■ Stated problem
Copy the stretch of records from the line containing "Where can the sidewalk" through the line containing "(1168, 776)", requests included, shifting each answer coordinate by adding 105 to every number. Give only those lines.

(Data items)
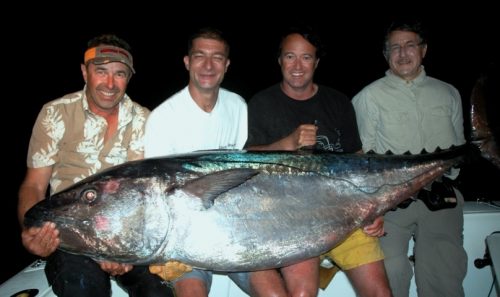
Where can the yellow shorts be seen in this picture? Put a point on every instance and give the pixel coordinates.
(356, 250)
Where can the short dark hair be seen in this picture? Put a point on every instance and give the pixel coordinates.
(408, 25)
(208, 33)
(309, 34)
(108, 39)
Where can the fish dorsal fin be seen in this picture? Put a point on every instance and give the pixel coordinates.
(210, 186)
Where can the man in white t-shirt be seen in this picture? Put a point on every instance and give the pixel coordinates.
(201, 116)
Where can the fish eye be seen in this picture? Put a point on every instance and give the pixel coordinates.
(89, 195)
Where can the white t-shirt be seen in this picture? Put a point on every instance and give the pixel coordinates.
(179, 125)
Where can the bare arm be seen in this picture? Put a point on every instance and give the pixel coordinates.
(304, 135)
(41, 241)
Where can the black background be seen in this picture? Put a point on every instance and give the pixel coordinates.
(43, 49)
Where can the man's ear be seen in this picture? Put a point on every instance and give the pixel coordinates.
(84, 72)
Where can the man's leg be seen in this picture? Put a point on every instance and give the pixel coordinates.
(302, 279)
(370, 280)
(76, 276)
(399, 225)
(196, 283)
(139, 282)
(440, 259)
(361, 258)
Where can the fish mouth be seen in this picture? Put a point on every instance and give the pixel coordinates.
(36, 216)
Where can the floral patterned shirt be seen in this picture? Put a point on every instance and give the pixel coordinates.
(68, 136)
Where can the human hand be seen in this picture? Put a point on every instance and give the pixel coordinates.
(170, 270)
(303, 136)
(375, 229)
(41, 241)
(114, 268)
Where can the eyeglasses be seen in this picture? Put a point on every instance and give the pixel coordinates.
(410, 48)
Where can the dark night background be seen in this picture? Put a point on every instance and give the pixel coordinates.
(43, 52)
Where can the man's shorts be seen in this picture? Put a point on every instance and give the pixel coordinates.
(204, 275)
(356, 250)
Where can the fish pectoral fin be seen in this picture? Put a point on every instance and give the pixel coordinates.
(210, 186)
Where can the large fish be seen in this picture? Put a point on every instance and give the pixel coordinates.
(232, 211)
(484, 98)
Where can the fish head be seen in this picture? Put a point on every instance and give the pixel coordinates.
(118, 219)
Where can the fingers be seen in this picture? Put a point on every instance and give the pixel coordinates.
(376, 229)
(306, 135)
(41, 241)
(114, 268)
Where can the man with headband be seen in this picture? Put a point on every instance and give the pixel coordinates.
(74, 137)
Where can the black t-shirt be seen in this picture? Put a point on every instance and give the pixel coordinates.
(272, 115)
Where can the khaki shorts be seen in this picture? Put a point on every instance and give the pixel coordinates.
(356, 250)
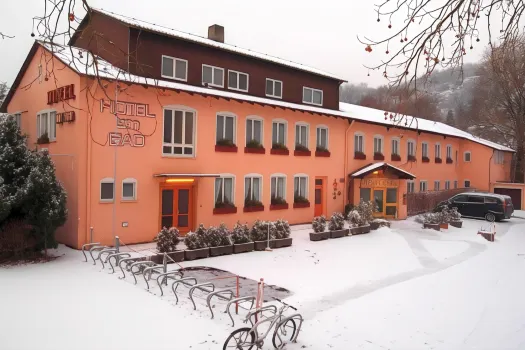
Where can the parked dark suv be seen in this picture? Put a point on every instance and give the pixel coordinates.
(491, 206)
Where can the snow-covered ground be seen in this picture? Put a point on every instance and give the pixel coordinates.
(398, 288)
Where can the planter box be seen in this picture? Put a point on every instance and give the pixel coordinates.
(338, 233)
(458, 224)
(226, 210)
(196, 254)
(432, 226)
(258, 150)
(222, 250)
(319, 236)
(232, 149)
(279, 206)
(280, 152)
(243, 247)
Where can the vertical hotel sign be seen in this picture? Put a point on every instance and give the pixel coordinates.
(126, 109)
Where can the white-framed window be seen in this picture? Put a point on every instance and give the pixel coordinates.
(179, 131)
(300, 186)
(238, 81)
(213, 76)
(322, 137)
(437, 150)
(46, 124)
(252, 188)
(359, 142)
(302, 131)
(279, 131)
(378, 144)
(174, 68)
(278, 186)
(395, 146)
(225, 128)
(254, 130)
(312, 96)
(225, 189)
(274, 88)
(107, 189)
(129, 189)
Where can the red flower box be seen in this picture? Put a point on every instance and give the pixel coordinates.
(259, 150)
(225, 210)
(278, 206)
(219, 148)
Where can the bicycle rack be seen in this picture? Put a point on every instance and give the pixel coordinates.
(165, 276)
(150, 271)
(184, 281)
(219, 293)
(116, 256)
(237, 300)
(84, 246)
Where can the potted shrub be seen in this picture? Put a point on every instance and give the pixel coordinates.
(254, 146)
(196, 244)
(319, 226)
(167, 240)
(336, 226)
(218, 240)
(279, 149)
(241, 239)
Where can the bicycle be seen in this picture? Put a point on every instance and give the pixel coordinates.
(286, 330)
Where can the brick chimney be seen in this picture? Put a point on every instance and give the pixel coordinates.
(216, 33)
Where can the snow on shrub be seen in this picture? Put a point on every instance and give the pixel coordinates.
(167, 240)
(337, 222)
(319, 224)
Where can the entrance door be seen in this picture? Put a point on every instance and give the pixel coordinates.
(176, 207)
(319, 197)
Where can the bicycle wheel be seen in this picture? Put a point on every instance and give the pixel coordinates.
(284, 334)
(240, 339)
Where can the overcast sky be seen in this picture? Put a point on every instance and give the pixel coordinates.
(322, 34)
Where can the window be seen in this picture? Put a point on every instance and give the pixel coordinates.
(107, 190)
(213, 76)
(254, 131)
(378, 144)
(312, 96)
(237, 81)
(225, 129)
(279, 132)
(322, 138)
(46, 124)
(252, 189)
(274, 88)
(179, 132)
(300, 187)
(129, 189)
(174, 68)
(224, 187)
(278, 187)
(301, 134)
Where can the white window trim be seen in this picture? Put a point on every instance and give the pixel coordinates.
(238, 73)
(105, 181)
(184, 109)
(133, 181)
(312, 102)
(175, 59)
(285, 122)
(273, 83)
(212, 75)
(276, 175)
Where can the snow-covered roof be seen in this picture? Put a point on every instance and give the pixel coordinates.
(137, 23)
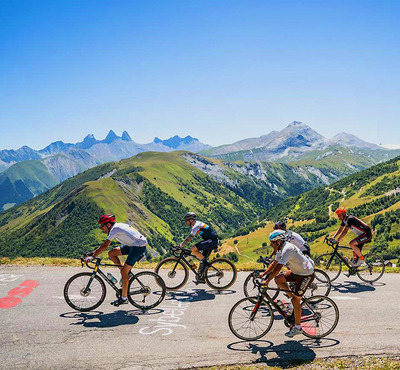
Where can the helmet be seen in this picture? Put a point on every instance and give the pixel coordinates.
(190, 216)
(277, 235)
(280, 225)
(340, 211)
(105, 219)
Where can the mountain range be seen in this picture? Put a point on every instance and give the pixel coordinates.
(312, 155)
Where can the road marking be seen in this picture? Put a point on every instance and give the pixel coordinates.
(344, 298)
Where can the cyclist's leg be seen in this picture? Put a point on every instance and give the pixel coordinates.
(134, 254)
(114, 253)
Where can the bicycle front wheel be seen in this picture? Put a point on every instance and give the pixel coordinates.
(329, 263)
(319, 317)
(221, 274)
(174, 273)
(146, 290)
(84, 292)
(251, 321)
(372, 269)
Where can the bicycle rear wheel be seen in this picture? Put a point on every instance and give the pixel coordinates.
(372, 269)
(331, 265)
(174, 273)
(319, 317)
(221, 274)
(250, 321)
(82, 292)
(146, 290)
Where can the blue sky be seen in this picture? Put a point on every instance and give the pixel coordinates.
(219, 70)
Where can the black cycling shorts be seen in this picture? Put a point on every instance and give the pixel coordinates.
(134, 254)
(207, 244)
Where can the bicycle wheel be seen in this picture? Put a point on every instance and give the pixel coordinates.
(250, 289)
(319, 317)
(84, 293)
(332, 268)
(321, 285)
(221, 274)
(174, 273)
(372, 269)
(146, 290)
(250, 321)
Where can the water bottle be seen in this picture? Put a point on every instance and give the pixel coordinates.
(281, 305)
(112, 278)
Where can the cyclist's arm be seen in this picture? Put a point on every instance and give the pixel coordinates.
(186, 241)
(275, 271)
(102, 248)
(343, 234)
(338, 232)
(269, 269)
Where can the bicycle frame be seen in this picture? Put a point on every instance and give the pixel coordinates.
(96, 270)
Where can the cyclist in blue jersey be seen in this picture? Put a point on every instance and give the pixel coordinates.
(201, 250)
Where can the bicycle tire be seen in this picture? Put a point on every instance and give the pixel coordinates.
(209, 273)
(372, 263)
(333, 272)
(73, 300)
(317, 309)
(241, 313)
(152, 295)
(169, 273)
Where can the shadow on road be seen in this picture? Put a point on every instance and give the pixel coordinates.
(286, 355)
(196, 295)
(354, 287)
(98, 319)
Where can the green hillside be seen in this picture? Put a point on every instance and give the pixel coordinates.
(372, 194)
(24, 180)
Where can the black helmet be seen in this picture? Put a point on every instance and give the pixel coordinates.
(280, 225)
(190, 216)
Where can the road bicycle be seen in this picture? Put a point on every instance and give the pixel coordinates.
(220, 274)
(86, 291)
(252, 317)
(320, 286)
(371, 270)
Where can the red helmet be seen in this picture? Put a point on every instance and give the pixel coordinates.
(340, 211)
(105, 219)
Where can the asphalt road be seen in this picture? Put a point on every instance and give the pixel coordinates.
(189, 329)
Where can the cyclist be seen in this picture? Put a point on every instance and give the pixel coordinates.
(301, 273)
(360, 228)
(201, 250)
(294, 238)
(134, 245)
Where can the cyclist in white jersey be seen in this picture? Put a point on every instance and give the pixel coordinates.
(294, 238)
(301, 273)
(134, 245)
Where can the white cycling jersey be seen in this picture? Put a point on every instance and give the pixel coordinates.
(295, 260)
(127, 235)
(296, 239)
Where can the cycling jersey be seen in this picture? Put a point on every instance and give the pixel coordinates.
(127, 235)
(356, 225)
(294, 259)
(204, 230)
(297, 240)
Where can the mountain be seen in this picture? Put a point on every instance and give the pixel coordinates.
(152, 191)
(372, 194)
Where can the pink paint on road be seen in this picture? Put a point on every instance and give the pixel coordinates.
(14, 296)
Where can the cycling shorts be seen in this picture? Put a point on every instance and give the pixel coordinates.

...

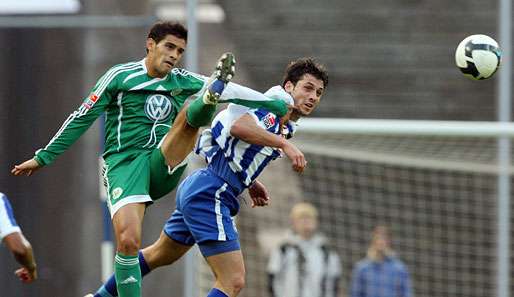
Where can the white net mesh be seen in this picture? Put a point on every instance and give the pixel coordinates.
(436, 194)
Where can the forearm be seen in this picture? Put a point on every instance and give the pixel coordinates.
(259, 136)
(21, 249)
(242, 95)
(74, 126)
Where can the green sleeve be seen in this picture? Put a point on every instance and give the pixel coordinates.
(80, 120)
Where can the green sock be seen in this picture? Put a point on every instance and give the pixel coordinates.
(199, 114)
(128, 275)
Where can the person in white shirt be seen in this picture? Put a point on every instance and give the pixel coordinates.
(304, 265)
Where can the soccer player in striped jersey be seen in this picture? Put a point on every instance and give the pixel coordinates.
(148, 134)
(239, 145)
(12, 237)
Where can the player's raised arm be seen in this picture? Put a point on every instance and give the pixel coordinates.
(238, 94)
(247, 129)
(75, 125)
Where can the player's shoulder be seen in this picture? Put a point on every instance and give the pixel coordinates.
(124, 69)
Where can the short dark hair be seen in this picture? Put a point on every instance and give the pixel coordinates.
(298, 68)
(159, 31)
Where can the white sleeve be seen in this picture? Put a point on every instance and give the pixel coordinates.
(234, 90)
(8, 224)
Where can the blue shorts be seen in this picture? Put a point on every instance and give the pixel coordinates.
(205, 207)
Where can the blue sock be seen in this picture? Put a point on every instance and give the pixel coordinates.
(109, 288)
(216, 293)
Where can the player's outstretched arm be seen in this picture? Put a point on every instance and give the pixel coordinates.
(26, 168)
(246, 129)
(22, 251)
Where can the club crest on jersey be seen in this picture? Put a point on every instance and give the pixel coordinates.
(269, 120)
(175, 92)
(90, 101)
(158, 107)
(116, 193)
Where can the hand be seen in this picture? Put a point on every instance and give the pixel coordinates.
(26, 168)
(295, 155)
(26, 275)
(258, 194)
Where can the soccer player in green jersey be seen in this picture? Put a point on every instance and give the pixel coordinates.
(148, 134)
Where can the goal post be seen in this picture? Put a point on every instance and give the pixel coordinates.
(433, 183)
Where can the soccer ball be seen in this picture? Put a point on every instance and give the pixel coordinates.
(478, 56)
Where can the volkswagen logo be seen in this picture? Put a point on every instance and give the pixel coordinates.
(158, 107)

---

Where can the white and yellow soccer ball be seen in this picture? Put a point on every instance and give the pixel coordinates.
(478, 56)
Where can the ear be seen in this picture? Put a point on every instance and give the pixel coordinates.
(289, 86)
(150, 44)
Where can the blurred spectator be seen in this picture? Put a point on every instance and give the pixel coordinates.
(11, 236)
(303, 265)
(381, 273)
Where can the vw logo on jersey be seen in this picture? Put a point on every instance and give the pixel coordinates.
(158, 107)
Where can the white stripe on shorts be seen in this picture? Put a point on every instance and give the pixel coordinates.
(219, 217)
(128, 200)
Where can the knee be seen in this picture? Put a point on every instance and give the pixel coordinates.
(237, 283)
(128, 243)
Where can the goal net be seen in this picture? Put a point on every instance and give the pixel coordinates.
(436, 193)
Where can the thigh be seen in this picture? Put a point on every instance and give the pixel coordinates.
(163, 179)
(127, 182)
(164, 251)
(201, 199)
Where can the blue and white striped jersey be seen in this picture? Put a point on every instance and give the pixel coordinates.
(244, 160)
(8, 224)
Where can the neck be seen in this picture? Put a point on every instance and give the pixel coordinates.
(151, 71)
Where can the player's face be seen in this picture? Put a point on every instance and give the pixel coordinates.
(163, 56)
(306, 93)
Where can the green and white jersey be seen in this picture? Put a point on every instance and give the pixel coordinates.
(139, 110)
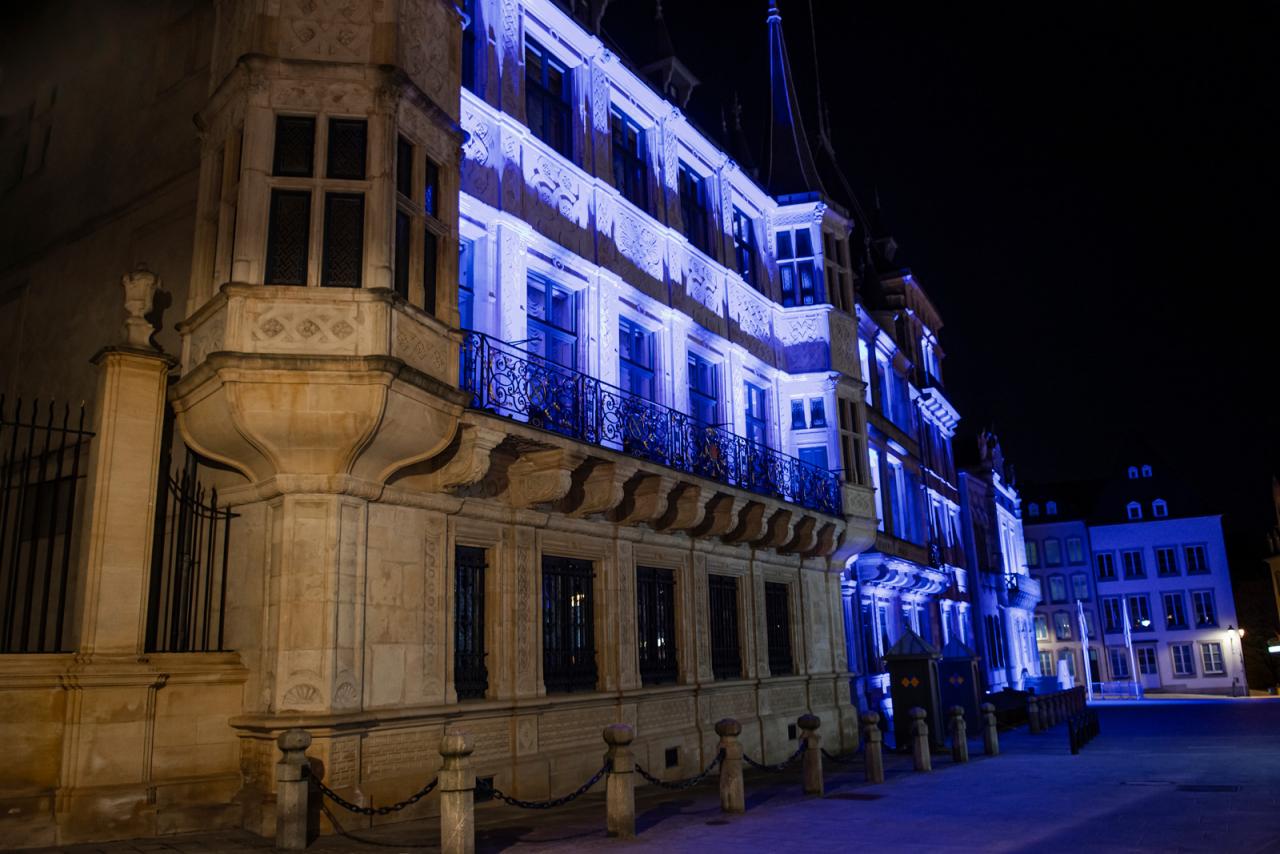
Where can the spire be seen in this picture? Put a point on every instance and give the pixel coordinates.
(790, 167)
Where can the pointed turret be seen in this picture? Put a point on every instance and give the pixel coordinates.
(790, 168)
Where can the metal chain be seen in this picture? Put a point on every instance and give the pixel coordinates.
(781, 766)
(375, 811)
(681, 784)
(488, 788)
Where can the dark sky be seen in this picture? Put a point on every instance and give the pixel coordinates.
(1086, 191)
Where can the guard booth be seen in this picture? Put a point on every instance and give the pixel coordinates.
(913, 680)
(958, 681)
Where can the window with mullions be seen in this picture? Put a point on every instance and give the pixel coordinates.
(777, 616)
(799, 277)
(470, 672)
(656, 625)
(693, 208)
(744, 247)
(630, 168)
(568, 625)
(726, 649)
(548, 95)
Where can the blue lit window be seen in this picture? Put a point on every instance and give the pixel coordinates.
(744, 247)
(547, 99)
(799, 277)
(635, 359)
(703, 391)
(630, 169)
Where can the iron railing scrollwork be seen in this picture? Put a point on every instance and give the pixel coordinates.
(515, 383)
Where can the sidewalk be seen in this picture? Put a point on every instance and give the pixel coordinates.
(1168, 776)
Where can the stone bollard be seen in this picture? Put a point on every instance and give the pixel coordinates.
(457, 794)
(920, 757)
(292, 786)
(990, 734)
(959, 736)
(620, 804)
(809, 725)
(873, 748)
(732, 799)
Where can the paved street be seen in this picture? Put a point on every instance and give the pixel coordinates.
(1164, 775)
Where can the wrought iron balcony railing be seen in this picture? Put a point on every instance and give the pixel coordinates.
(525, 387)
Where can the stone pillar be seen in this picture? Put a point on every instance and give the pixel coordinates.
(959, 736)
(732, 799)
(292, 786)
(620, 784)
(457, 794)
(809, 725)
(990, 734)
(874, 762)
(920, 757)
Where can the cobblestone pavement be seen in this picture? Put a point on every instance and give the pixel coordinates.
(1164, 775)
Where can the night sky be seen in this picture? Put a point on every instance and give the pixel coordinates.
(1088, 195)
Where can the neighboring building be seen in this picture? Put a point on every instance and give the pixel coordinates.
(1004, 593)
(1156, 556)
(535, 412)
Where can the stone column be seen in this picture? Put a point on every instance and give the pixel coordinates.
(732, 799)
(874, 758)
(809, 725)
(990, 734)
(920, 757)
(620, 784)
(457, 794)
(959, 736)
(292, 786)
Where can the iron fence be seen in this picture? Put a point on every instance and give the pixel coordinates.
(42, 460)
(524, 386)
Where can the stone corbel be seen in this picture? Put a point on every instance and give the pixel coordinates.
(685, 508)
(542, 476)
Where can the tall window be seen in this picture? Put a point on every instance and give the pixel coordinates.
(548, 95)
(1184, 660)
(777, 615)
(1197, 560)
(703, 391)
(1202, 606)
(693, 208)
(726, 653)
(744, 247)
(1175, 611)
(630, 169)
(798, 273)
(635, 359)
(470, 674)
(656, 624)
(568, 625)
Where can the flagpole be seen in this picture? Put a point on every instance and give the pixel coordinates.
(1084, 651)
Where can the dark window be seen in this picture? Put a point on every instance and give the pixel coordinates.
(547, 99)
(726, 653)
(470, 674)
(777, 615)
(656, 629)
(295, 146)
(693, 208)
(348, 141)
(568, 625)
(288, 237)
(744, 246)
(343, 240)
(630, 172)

■ Answer in full
Where can the sidewalk be seen in this picture? Put a point on every instance and give the pixel coordinates.
(1273, 881)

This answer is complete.